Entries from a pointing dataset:
»»
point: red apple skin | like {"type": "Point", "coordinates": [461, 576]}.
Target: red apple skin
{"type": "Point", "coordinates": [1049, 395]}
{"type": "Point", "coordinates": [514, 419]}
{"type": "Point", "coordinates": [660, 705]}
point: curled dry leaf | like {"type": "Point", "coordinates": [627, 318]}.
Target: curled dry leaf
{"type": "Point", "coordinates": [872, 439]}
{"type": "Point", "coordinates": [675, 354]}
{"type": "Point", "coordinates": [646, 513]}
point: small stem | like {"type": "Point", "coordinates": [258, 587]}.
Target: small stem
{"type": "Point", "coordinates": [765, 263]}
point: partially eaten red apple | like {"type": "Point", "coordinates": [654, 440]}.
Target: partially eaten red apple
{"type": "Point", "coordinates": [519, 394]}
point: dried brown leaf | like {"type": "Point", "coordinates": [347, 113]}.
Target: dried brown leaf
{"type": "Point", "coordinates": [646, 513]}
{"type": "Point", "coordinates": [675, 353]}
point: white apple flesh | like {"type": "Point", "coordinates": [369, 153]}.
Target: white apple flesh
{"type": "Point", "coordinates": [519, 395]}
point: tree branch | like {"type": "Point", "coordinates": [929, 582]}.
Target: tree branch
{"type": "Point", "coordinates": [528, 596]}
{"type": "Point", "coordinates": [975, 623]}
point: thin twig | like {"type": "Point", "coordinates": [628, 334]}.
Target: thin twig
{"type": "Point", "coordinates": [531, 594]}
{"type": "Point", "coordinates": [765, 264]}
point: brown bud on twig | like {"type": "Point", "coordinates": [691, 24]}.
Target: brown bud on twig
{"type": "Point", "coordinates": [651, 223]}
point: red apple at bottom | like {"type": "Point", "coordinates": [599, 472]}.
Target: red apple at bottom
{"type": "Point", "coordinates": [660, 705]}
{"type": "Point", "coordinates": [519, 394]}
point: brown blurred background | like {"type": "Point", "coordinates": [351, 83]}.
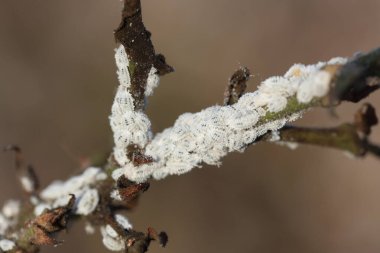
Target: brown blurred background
{"type": "Point", "coordinates": [57, 80]}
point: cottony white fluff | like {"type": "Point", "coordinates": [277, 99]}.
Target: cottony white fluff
{"type": "Point", "coordinates": [129, 126]}
{"type": "Point", "coordinates": [207, 136]}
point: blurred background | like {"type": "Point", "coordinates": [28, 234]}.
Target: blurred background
{"type": "Point", "coordinates": [57, 81]}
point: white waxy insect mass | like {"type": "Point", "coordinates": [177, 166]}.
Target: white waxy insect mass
{"type": "Point", "coordinates": [207, 136]}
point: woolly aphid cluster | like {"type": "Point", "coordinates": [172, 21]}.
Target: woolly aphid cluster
{"type": "Point", "coordinates": [57, 194]}
{"type": "Point", "coordinates": [207, 136]}
{"type": "Point", "coordinates": [195, 138]}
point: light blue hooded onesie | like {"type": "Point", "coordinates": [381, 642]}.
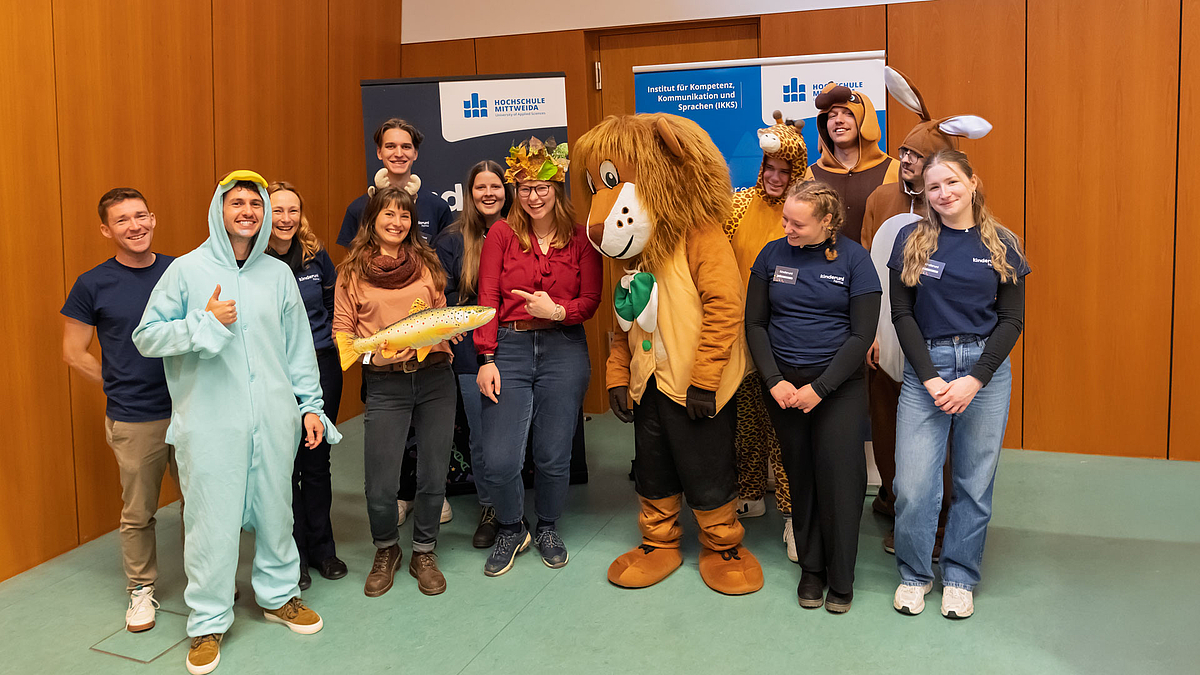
««
## Exercise
Please reproduce every line of the listing above without any change, and leave out the pictures.

## The completed task
point: red apple skin | like {"type": "Point", "coordinates": [461, 576]}.
Target: red apple skin
{"type": "Point", "coordinates": [1049, 395]}
{"type": "Point", "coordinates": [514, 419]}
{"type": "Point", "coordinates": [660, 705]}
point: curled dry leaf | like {"type": "Point", "coordinates": [627, 318]}.
Target: curled dry leaf
{"type": "Point", "coordinates": [872, 439]}
{"type": "Point", "coordinates": [675, 354]}
{"type": "Point", "coordinates": [646, 513]}
point: small stem | like {"type": "Point", "coordinates": [258, 587]}.
Target: small stem
{"type": "Point", "coordinates": [765, 263]}
point: partially eaten red apple | like {"type": "Point", "coordinates": [654, 440]}.
Target: partially eaten red apple
{"type": "Point", "coordinates": [519, 394]}
point: dried brown leaf | like {"type": "Point", "coordinates": [347, 113]}.
Target: dried brown leaf
{"type": "Point", "coordinates": [646, 513]}
{"type": "Point", "coordinates": [675, 353]}
point: white apple flesh | like {"type": "Point", "coordinates": [369, 153]}.
Target: white apple flesh
{"type": "Point", "coordinates": [519, 395]}
point: tree branch | like {"type": "Point", "coordinates": [929, 582]}.
Target: tree branch
{"type": "Point", "coordinates": [528, 596]}
{"type": "Point", "coordinates": [975, 623]}
point: thin twig | like {"type": "Point", "coordinates": [628, 334]}.
Target: thin twig
{"type": "Point", "coordinates": [531, 594]}
{"type": "Point", "coordinates": [765, 264]}
point: brown bud on twig | like {"type": "Point", "coordinates": [691, 24]}.
Target: brown bud on twig
{"type": "Point", "coordinates": [651, 223]}
point: red apple at bottom | like {"type": "Point", "coordinates": [599, 472]}.
Target: red apple at bottom
{"type": "Point", "coordinates": [660, 705]}
{"type": "Point", "coordinates": [519, 394]}
point: brown blurred background | like {"type": "Point", "coordinates": [351, 83]}.
Target: brown blurred background
{"type": "Point", "coordinates": [57, 80]}
point: cottony white fluff | like {"type": "Point", "coordinates": [277, 99]}.
Target: cottony white fluff
{"type": "Point", "coordinates": [129, 126]}
{"type": "Point", "coordinates": [207, 136]}
point: blurred background | like {"type": "Point", "coordinates": [28, 234]}.
Target: blurred background
{"type": "Point", "coordinates": [57, 81]}
point: white waxy insect mass | like {"type": "Point", "coordinates": [177, 166]}.
Target: white waxy insect mass
{"type": "Point", "coordinates": [207, 136]}
point: woolly aphid cluster | like {"type": "Point", "coordinates": [172, 21]}.
Target: woolly aphid cluster
{"type": "Point", "coordinates": [57, 194]}
{"type": "Point", "coordinates": [207, 136]}
{"type": "Point", "coordinates": [195, 138]}
point: light blue hooded onesie | like {"type": "Point", "coordinates": [381, 642]}.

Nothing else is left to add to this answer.